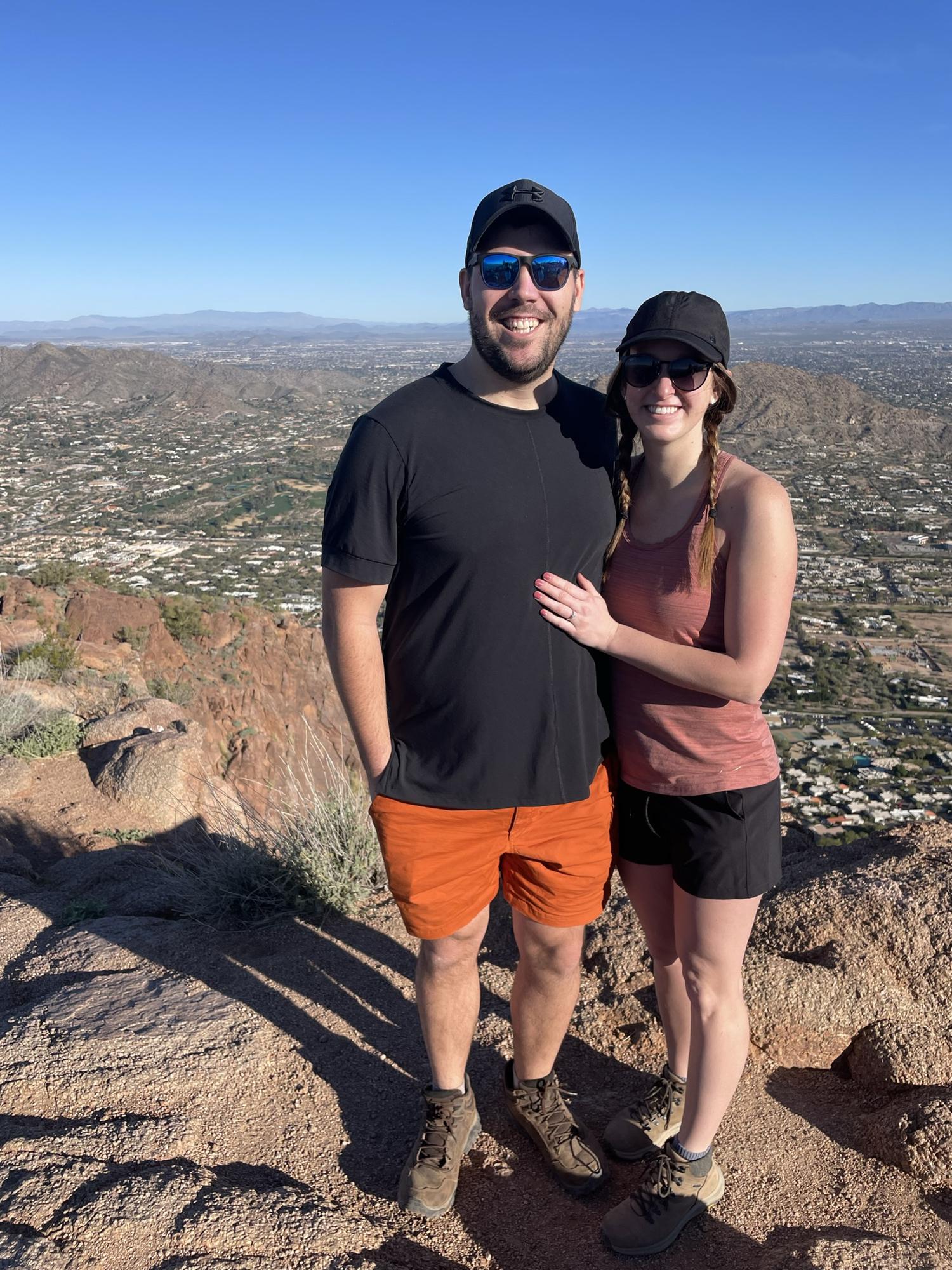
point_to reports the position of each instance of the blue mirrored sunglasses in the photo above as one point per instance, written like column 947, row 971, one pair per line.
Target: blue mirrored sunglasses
column 501, row 270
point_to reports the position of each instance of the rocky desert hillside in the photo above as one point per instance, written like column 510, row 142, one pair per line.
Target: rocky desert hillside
column 235, row 1095
column 251, row 692
column 784, row 403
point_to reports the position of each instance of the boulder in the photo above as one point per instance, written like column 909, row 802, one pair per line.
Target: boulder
column 97, row 617
column 859, row 934
column 889, row 1052
column 157, row 777
column 105, row 658
column 912, row 1132
column 22, row 600
column 149, row 714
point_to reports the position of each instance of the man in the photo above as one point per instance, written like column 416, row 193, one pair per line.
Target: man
column 480, row 730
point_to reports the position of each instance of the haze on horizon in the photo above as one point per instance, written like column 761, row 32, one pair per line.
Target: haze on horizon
column 327, row 161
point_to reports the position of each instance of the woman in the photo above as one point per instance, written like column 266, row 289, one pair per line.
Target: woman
column 699, row 586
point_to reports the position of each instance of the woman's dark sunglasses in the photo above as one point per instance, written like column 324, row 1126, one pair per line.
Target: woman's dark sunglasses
column 687, row 374
column 501, row 270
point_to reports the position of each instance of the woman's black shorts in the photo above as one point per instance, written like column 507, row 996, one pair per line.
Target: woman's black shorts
column 720, row 846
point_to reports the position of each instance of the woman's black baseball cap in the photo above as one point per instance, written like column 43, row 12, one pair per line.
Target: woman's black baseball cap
column 687, row 317
column 529, row 196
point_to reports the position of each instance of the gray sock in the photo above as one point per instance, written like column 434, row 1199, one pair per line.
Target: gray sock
column 684, row 1151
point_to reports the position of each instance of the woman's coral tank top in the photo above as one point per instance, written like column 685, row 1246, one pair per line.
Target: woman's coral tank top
column 671, row 740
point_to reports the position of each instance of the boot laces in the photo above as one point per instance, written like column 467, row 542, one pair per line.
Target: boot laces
column 437, row 1133
column 657, row 1103
column 656, row 1186
column 554, row 1117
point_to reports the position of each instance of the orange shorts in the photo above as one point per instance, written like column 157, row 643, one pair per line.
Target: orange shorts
column 445, row 866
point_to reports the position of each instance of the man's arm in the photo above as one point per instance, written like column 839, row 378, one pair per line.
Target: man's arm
column 350, row 627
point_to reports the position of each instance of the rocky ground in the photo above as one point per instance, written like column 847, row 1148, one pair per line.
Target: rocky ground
column 181, row 1097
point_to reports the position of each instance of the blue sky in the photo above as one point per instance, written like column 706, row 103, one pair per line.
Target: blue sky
column 164, row 157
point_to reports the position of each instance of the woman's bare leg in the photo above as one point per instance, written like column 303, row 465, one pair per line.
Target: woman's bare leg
column 711, row 938
column 652, row 892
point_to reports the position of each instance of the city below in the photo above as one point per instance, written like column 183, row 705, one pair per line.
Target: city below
column 199, row 467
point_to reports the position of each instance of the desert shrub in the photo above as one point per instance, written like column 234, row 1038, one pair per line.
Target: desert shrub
column 53, row 573
column 180, row 692
column 183, row 618
column 48, row 661
column 87, row 909
column 46, row 737
column 20, row 711
column 319, row 853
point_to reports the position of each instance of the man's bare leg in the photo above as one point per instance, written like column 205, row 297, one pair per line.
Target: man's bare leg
column 449, row 1000
column 545, row 993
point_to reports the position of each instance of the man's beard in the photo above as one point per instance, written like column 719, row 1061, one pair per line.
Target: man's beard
column 492, row 352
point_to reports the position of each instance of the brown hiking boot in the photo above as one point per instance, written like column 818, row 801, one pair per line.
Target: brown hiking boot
column 451, row 1125
column 671, row 1191
column 649, row 1123
column 568, row 1147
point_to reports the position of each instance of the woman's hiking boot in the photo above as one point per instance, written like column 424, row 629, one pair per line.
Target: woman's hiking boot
column 670, row 1192
column 649, row 1123
column 451, row 1125
column 568, row 1147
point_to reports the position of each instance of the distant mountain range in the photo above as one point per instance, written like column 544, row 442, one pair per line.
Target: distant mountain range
column 298, row 326
column 776, row 402
column 153, row 383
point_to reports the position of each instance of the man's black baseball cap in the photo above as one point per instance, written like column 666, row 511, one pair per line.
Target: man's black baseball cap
column 687, row 317
column 520, row 195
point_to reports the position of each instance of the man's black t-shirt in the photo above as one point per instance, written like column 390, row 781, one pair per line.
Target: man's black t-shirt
column 459, row 505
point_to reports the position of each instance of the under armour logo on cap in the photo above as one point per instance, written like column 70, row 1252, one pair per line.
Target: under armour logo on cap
column 511, row 196
column 520, row 196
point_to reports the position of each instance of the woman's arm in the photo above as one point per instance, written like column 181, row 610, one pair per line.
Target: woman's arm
column 762, row 566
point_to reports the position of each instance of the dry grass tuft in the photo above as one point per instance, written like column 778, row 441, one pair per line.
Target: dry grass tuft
column 319, row 852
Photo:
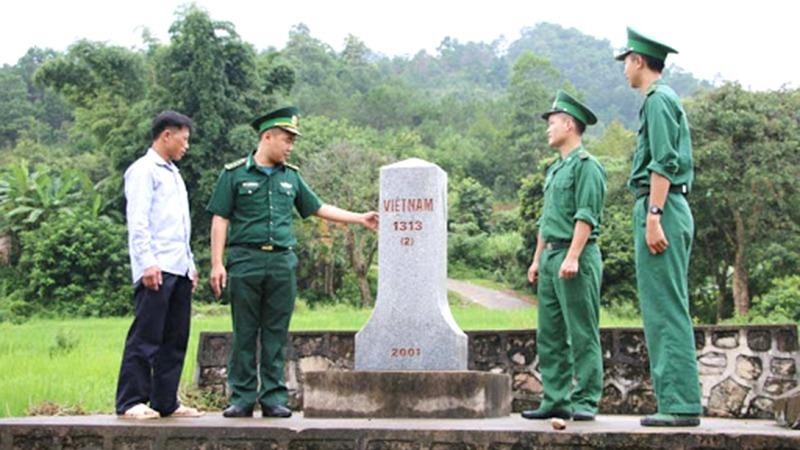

::::

## TO BE DONE
State only the number of lines in the records that contain the word "shorts".

## RESULT
4